Supplied passage:
----
Judge Burke recommended that the Court dismiss Idenix’s complaint in view of the Federal Circuit’s decision in Biogen MA, Inc. v. Japanese Cancer Research, 785 F.3d 648 (Fed. Cir. 2015). Id. at 2, 4. Biogen, which issued a few weeks before Idenix filed its complaint, found that “the [Leahy-Smith America Invents Act] eliminated district courts’ subject matter jurisdiction under pre-AIA [Section] 146 to review decisions in interference proceedings declared after September 15, 2012.” Id. at 2. According to Biogen, “parties seeking review of a decision in an interference proceeding declared after September 15, 2012 must file an appeal with the Federal Circuit pursuant to 35 U.S.C. § 141.” Id. In addition, after Idenix filed its complaint, the Federal Circuit denied en banc review of the Biogen decision, and the Supreme Court denied Biogen MA, Inc.’ s petition for a writ of certiorari. Id. at 4.
----
Work instructions:
A – Using the passage on Idenix's complaint, decide whether each statement agrees with it: (i) Biogen was issued after Idenix filed its complaint; (ii) a party seeking review of a decision in an interference proceeding declared after September 15, 2012 must appeal to the Federal Circuit; (iii) the Federal Circuit agreed to rehear Biogen en banc. Answer yes or no for each and quote the words of the passage that decide it.
B – Resume the passage on Idenix's complaint, starting after its final sentence.
The material after this point comes from a different source.

Region pointing data:
----
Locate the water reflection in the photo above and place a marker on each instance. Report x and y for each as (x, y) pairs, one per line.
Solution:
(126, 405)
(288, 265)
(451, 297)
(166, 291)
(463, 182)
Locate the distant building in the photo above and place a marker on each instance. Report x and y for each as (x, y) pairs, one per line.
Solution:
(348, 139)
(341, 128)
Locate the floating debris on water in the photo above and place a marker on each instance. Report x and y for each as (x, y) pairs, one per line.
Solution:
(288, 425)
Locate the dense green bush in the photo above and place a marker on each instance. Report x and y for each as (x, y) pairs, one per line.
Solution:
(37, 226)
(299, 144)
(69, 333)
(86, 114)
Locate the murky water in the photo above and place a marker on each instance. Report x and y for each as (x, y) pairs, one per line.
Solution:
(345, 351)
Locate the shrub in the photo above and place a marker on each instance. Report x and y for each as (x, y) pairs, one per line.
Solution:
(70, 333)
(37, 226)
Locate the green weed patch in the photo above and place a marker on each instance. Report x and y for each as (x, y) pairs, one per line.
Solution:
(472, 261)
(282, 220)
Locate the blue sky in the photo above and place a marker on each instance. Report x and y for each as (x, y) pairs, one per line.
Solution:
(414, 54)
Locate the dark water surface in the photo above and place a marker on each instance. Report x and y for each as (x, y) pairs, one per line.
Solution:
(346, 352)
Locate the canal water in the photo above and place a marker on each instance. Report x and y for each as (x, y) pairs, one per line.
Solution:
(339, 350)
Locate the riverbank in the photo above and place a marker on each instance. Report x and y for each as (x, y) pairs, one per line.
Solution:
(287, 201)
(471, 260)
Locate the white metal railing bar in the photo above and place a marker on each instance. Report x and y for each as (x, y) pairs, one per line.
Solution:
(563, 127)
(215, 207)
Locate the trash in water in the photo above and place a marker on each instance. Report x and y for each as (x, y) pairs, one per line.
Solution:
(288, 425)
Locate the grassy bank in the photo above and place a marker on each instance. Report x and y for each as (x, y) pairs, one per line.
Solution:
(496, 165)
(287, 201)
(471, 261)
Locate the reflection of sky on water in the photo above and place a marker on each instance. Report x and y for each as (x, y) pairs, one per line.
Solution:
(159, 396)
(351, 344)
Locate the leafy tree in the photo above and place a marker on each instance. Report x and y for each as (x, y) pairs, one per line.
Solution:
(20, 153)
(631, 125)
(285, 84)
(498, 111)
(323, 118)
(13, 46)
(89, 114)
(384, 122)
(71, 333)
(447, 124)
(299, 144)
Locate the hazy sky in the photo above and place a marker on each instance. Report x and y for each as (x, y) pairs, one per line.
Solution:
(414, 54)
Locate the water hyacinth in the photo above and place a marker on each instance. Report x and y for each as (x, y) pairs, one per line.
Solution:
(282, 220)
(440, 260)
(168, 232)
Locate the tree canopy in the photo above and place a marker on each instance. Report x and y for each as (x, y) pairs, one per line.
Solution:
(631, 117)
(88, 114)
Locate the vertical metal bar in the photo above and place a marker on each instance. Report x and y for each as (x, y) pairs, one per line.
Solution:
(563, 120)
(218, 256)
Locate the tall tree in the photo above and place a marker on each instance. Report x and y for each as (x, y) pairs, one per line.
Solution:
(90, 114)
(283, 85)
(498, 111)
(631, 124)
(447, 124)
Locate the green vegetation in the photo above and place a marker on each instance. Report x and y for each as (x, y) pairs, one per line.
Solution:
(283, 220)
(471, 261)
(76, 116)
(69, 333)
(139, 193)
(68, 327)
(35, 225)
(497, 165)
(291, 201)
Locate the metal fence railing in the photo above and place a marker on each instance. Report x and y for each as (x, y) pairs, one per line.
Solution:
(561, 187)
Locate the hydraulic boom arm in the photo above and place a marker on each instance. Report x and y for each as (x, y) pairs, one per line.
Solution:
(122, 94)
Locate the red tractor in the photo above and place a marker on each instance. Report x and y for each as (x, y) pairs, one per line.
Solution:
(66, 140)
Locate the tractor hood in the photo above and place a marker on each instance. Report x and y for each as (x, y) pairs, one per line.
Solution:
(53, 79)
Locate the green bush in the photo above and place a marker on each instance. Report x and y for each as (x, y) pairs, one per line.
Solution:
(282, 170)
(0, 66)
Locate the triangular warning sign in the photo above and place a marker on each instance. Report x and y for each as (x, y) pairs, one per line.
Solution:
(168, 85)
----
Results of the tasks:
A –
(i) No: "which issued a few weeks before Idenix filed its complaint"
(ii) Yes: "must file an appeal with the Federal Circuit pursuant to 35 U.S.C. § 141"
(iii) No: "the Federal Circuit denied en banc review of the Biogen decision"

B –
The ‘981 Interference was declared after September 15, 2012, and Judge Burke thus found that the court lacked subject matter jurisdiction to review the Interference. Id. at 4. In addition, Judge Burke denied Idenix’s alternative request that the court transfer this action to the Federal Circuit (rather than dismiss it), and only transfer the action after the court resolved a related action, which involved review of a related interference over which the court had subject matter jurisdiction. Id. at 3-6. Denying this alternative request, Judge Burke explained that “Idenix has already brought a separate appeal in the Federal Circuit from the same PTO decision” regarding the ‘981 Interference. Id. at 5. Agreeing with Gilead, Judge Burke noted that “there [was] no reason to send the Federal Circuit a second appeal challenging the exact same decision.” Id. at 5. Judge Burke additionally found that waiting to transfer “would appear to run counter to the wishes of the Federal Circuit,” which had already denied Idenix’s motion to stay the related appeal. Id. at 5-6.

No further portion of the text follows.